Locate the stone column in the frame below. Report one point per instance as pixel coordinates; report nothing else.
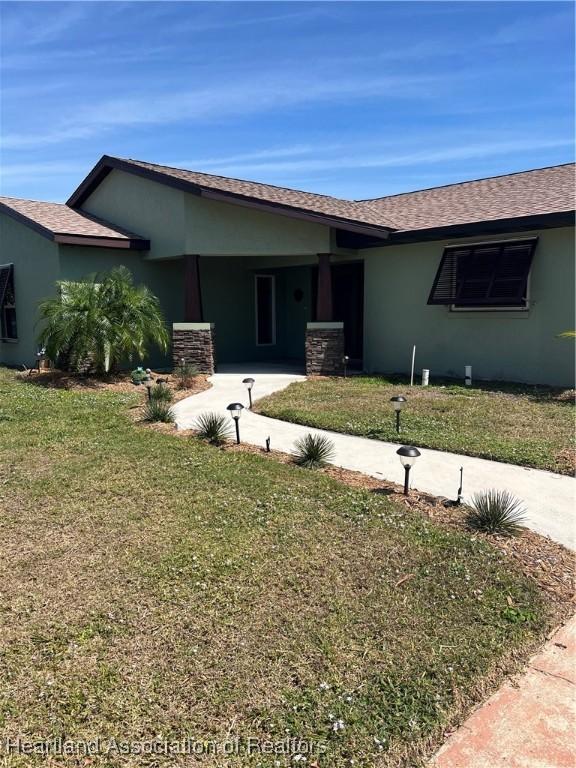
(324, 349)
(194, 342)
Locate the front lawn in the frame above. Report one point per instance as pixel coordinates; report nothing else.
(152, 587)
(519, 424)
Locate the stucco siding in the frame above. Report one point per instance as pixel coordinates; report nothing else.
(215, 228)
(35, 260)
(149, 209)
(164, 279)
(510, 346)
(228, 300)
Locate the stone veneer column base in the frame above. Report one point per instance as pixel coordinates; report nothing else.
(195, 343)
(324, 349)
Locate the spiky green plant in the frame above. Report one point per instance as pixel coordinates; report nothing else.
(101, 321)
(496, 511)
(161, 393)
(158, 410)
(312, 451)
(213, 427)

§

Przekształć cały powyższy wykaz w listę JSON, w której każdy wiersz jest osobnym ciągiem znaków, a puste wiersze są pominięte. Nie umieszczaj w niej obrazów.

Wynik =>
[
  "Locate the stone column in the frame below. Report one point per instance as pixel coordinates; report nothing else.",
  "(324, 349)",
  "(194, 342)",
  "Locate the front lawn in the frame above. Report one point per instance as pixel coordinates; report nothing else.",
  "(152, 587)",
  "(519, 424)",
  "Locate the stucco siding in the frame above. Report one point per instance as pixel coordinates; report nothing else.",
  "(215, 228)",
  "(35, 260)",
  "(149, 209)",
  "(164, 279)",
  "(510, 346)",
  "(228, 300)",
  "Locate the stone veneer column base in the frame above. Report one point per instance as pixel coordinates; report nothing else.",
  "(195, 343)",
  "(324, 349)",
  "Locate the spiky green plant in the frame above. Report one point per instance as pixel coordinates; report nothing else.",
  "(101, 321)",
  "(496, 511)",
  "(161, 393)",
  "(158, 410)",
  "(312, 451)",
  "(213, 427)"
]